- DESCRIPTION OF THE TASK: Transcribe all the entries word for word, skipping the pictures.

- EXERCISE MATERIALS:
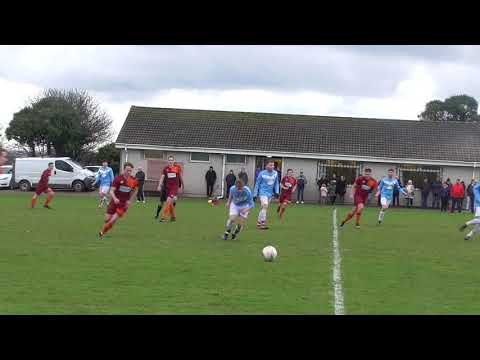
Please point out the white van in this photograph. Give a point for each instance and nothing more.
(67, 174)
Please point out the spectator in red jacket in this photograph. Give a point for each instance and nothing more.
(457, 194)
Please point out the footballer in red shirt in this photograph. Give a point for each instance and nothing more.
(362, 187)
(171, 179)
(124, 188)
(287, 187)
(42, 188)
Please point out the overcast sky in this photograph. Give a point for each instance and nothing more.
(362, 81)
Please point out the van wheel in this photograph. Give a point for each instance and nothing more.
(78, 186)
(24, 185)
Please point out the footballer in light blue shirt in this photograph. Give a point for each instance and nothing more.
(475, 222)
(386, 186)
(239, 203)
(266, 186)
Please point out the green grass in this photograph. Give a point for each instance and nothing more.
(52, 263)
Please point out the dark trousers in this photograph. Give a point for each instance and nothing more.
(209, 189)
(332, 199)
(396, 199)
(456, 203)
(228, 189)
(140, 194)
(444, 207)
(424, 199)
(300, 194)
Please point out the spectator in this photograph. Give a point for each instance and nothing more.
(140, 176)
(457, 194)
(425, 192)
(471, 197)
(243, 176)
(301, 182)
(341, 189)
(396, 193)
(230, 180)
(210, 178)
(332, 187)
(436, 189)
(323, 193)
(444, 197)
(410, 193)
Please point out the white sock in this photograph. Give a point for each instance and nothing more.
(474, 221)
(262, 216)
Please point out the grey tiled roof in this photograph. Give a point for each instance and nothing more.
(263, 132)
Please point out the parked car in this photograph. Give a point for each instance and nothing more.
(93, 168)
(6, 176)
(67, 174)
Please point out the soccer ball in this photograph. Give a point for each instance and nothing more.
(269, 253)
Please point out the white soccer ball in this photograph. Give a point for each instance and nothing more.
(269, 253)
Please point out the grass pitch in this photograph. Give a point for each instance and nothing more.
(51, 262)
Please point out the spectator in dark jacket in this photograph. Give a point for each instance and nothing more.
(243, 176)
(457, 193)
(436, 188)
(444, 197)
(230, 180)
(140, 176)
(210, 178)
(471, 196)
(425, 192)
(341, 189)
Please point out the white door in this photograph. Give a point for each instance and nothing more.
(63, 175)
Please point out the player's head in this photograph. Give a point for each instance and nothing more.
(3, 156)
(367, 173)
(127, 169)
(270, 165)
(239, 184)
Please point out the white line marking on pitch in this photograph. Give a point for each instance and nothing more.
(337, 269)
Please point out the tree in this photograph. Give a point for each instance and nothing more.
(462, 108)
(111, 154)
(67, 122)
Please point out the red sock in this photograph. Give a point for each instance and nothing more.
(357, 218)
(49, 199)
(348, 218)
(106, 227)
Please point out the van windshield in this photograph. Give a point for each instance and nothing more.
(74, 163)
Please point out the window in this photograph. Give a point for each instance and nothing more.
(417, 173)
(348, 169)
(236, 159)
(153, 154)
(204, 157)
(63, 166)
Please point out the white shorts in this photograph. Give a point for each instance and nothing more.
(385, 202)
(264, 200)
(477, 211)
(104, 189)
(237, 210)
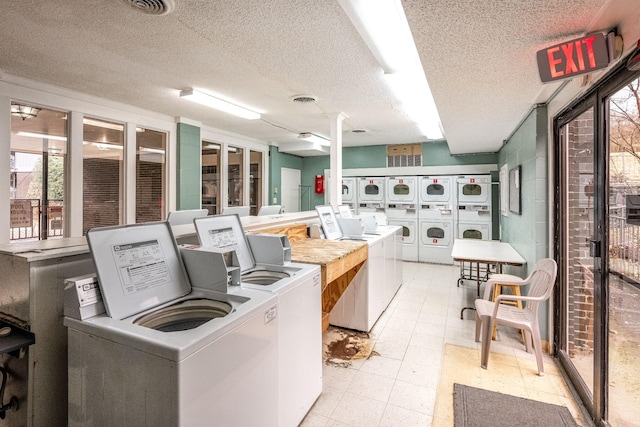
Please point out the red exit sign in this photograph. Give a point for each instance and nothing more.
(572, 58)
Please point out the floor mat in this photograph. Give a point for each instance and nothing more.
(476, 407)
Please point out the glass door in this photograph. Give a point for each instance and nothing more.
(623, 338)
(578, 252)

- RESPONSE:
Please point out the white van in this photograph. Give a point for each instance and nothing more.
(67, 174)
Please point out the spectator in red jacket in this photograph. Give a point for each instance and nothing more.
(457, 194)
Please point out the footballer in red shirt in this photograph. Give a point for each instance and nothing more.
(362, 187)
(171, 179)
(124, 188)
(287, 187)
(42, 188)
Please point out the overcast sky in this photograph. Give a point for each instance and nothing more.
(362, 81)
Please point out the van wheel in this photograph. Give a point for each instance and nothing more.
(78, 186)
(24, 185)
Please point out the footballer in light blue shirt in this photograph. Give a point for each instance and nothing more.
(475, 222)
(386, 186)
(239, 203)
(266, 186)
Please point out the green grass in this photograph. Give a point for each instance and nothing more.
(52, 263)
Please point out the dark trousers in this photograph. Give a point for each instance and nothing more.
(209, 189)
(332, 199)
(396, 199)
(456, 203)
(228, 189)
(140, 194)
(444, 207)
(424, 199)
(300, 194)
Please point out the spectator in this photograph. Give a point for each instance and nothing more.
(140, 176)
(457, 194)
(425, 192)
(471, 197)
(243, 176)
(301, 182)
(341, 189)
(396, 193)
(230, 180)
(210, 178)
(332, 187)
(436, 189)
(323, 193)
(444, 197)
(410, 193)
Please point out the white sock in this photograph. Give a point for each instance and nothing more.
(474, 221)
(262, 216)
Please point out the grey tiled roof in this photograph. Give a point for each instance and nothing more.
(263, 132)
Please point out the parked car in this photograph. Give a point for each instance and nothing more.
(93, 168)
(6, 176)
(67, 174)
Please point out the soccer ball in this photograph. Give a point for each instance and nothing more.
(269, 253)
Please point out the white soccer ball in this photograph. Give a point for each instance and nothing more.
(269, 253)
Please point out the grass pitch in this photograph. Give a point for each instance and nothing more.
(51, 262)
Please point out the spectator in dark jacket in this photograph. Give a point for each instance and nothing more.
(243, 176)
(457, 193)
(436, 188)
(444, 197)
(230, 180)
(140, 176)
(210, 178)
(471, 196)
(425, 192)
(341, 189)
Please point out the white door in this photograph. Give a point for each instance and nothing more.
(63, 175)
Please point out the player's head in this photograph. Give a point for each instance and nothing more.
(3, 156)
(367, 173)
(127, 169)
(270, 165)
(239, 184)
Please point out the white line marking on pitch in this photograph. Give a point for each instance and nothing more.
(337, 269)
Please point out the tree in this photograph. Give a point for each instance and nothing more.
(462, 108)
(111, 154)
(67, 122)
Please point out the red sock in this photograph. Give a point for each instance and nothing more.
(357, 218)
(49, 199)
(348, 218)
(106, 227)
Please point out the van windshield in this photograph. Give a point for each instance and nothing more.
(74, 163)
Please point out the window in this photograph. Give a point for each instance and nothing more.
(417, 173)
(348, 169)
(236, 159)
(153, 154)
(204, 157)
(63, 166)
Please point out the white shorts in this photograph. Give a point for each instance and nothing more.
(385, 202)
(264, 200)
(477, 211)
(104, 189)
(237, 210)
Please point out the red exit sign in this photograph. Give a point for each instance and nothing more.
(572, 58)
Please point out the floor mat in this photograph. Give a point for each instance and nothing more.
(476, 407)
Please point out the glass door in this photograph. Give a point for each instance and nothing more.
(623, 338)
(578, 252)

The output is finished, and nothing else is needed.